■ **Text section**:
···
# 3 gallon semi-planted tank. Lots of brown algae. How do I control it?



## Miss Vicky (Jul 6, 2012)

I have a 3 gallon Marineland Eclipse with some silk plants, two aponogenten (not sure of actual specific species) and a third, unidentified plant. Oh and a small clump of java moss. It's currently home to two amano shrimp. The tank has been running for many months now and I just can't get a handle on the nasty looking brown algae that keeps growing. I do a 20% weekly PWC and attack it with a toothbrush (and the shrimp eat a lot of it, too), but it's still everywhere. 

Water parameters: 
Nitrate 0 ppm
Nitrite 0 ppm
Ammonia 0 ppm
ph 7.8 (I know it's high, but I don't know how to fix it, since my tapwater has high ph)

The tank came with an LED light (I think) and a biowheel filter. 

Any suggestions?

Here's the tank:


----------



## foster (Sep 2, 2012)

The brown( Algae) you are encountering is probably Diatoms, or more correctly the shells of diatoms. It is caused by Silicate in the water you use. One way to stop it is with RO/DI water. However that will need to be remineralized. Another option is Otto cats. They will eat the diatoms. I think your tank might be a little small for them. Although they stay relatively small they do best in groups. And once the diatoms are cleaned up the ottos would need supplimentary feeding.


----------



## navigator black (Jan 3, 2012)

You aren't going to be able to do much in a tank that size - I think manual removal is in your future....
I have a lot of trouble with it in my hardwater tanks, and while I've learned to live with it, I have also learned to hate it.


----------



## markao (Aug 21, 2012)

How about a snail.Look and see which one may be best for you.Or add shrimp.I know you said Amano Shrimp.You could add more or add other they are compatible.Cherry Shrimps would be a good choice.

Here is a chart to show you with shrimps get along with each other.

Dwarf Shrimp Compatibility Chart


----------



## Miss Vicky (Jul 6, 2012)

markao said:


> How about a snail.Look and see which one may be best for you.Or add shrimp.I know you said Amano Shrimp.You could add more or add other they are compatible.Cherry Shrimps would be a good choice.
> 
> Here is a chart to show you with shrimps get along with each other.
> 
> Dwarf Shrimp Compatibility Chart


Any thoughts on how many shrimp such a small tank can support?


----------



## SueD (Aug 4, 2012)

I have a horned nerite snail in a 2.5 gallon cherry shrimp tank and it has done a great job. I did add this, however, before I had any real issues with algae.


----------



## graybot (Apr 24, 2011)

If the tank is planted and filtered there's not much of a limit when it comes to dwarf shrimp. The bio load is so insignificant that as long as they can physically fit in the space, you should be ok!


----------



## markao (Aug 21, 2012)

Miss Vicky said:


> Any thoughts on how many shrimp such a small tank can support?


My 6 gal can hold over 30 cherry shrimps.I would start with around 10-15 if you go with Cherry Shrimp since they breed like rabbits.Any other I would go with the same number.
···
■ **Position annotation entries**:
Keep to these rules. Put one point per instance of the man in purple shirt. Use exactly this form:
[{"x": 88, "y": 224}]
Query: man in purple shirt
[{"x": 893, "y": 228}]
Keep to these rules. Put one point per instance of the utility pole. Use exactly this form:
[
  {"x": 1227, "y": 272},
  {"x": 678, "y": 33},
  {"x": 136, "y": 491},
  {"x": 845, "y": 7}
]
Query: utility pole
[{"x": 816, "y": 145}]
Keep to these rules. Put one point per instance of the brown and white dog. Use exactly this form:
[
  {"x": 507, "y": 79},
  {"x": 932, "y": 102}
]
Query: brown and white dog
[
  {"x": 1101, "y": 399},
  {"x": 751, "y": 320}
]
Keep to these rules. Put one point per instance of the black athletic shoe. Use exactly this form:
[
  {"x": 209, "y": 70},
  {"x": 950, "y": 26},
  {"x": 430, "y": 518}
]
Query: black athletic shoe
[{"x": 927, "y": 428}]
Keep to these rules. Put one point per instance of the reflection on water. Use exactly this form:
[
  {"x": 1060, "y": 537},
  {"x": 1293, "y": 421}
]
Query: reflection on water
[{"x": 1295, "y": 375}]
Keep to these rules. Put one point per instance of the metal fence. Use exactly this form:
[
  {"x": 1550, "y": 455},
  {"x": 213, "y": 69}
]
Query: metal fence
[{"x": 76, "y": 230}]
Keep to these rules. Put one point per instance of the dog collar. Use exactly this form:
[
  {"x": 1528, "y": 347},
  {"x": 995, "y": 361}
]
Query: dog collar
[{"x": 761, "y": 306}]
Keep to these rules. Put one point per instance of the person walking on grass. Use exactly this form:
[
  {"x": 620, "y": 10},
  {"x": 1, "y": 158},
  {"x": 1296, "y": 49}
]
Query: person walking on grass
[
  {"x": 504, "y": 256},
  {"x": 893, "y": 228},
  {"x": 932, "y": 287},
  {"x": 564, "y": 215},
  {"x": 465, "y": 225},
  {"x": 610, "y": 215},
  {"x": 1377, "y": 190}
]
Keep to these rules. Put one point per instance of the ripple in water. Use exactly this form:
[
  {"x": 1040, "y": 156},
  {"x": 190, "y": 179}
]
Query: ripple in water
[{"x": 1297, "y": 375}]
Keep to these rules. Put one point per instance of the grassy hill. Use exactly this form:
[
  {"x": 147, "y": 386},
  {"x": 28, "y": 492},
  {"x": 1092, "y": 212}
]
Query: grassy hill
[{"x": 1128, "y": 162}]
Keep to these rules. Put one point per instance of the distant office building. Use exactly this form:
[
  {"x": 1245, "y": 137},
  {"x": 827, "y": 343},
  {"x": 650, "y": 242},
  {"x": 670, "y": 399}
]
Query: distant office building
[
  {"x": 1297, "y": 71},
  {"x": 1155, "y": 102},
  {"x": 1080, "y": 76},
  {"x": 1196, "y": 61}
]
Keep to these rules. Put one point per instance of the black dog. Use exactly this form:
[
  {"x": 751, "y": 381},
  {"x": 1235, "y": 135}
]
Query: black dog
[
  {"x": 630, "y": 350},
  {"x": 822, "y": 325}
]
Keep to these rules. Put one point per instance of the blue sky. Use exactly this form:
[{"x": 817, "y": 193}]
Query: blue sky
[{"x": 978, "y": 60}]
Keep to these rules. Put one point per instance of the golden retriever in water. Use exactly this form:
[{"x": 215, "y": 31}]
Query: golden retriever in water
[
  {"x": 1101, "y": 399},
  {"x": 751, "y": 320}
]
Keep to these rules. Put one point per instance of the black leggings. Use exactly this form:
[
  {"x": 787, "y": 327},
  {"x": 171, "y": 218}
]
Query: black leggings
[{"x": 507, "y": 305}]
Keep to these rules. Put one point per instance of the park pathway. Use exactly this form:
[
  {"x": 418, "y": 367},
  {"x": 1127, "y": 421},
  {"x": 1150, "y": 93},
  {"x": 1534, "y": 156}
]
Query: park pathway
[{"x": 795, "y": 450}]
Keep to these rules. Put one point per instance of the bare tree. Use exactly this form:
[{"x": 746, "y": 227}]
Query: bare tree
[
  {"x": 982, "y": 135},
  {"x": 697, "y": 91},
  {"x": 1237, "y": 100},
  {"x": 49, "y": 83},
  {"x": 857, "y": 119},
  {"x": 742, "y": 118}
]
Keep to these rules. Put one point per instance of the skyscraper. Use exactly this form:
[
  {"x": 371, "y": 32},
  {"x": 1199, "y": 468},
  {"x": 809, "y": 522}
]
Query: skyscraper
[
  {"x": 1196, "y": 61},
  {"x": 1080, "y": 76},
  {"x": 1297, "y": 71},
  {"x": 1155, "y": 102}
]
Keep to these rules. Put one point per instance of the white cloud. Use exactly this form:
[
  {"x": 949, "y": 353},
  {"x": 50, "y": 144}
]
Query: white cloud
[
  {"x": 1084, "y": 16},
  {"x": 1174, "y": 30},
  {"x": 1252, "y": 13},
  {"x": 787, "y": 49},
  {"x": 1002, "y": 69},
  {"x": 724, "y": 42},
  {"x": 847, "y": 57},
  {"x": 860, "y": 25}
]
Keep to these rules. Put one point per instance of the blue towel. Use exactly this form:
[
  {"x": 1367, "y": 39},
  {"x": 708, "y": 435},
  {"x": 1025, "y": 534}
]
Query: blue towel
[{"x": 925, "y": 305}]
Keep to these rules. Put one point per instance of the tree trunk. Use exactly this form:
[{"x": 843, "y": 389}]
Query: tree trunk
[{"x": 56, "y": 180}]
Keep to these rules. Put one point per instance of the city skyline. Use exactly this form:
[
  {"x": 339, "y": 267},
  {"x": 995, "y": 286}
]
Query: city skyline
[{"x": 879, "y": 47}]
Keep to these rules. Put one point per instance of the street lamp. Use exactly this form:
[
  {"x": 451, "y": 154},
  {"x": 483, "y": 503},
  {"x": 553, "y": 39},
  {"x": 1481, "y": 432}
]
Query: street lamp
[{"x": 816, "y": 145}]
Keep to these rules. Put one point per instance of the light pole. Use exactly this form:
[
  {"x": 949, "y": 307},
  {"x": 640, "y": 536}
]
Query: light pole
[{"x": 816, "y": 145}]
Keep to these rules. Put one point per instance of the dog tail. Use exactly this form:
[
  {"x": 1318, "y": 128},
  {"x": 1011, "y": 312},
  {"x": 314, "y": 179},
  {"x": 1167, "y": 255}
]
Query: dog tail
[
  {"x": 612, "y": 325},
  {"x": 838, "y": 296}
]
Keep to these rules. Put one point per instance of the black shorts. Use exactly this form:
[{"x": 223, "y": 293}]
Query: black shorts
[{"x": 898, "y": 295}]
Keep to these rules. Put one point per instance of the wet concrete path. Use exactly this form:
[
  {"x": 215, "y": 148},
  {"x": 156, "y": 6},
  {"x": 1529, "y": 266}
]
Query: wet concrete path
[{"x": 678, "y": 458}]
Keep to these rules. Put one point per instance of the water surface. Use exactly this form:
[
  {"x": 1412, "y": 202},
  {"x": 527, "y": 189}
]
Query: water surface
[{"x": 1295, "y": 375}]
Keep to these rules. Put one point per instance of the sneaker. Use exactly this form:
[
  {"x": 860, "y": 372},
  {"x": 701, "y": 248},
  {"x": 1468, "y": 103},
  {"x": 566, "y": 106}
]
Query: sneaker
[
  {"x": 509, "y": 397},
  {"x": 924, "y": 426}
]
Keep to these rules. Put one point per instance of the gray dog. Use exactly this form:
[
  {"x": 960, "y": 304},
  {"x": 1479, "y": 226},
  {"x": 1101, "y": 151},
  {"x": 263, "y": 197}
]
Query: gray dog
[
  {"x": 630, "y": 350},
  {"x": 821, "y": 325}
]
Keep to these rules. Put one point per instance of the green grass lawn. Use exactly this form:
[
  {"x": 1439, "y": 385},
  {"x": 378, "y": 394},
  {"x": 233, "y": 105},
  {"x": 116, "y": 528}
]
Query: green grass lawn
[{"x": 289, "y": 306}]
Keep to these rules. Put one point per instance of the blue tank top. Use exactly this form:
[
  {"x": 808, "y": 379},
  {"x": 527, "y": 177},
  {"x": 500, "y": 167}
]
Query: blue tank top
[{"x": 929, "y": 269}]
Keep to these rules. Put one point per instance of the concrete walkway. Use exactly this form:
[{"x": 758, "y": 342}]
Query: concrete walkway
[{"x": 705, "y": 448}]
···
■ **Given problem**: Transcribe everything in the aquarium algae thread from "I have a 3 gallon" down to "it's still everywhere.".

■ **Written response**:
I have a 3 gallon Marineland Eclipse with some silk plants, two aponogenten (not sure of actual specific species) and a third, unidentified plant. Oh and a small clump of java moss. It's currently home to two amano shrimp. The tank has been running for many months now and I just can't get a handle on the nasty looking brown algae that keeps growing. I do a 20% weekly PWC and attack it with a toothbrush (and the shrimp eat a lot of it, too), but it's still everywhere.